Could you please return each line of the data that has the word "damaged"?
━━━━
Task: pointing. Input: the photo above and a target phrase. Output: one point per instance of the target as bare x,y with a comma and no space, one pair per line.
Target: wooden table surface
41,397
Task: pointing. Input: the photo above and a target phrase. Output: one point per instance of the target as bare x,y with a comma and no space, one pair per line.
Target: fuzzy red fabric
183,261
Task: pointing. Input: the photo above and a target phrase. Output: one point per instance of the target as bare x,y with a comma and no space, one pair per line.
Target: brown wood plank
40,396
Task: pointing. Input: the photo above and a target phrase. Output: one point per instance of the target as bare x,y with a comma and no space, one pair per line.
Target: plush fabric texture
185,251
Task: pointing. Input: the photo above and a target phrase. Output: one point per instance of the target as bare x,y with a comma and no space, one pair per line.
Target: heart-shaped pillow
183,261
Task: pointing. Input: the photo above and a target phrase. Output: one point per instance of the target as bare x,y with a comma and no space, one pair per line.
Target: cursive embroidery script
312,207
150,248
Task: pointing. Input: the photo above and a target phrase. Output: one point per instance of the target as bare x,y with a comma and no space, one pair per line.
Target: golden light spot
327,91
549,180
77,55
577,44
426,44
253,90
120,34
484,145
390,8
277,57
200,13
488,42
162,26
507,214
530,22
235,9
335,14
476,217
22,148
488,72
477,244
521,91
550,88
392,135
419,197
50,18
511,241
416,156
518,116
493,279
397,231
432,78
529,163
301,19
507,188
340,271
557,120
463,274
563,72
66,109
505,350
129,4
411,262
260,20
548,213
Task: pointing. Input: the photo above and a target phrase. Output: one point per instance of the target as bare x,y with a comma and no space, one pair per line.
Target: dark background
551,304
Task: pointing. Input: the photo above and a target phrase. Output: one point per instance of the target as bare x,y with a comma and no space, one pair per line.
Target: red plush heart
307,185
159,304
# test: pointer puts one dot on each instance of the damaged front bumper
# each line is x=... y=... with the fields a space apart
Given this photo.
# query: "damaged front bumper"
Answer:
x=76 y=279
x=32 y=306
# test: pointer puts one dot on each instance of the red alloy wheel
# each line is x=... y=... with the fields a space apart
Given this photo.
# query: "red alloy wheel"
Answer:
━━━━
OUTPUT FOR THIS EXERCISE:
# test: pointer puts one dot on each instance of the damaged front bumper
# query: "damaged front bumper"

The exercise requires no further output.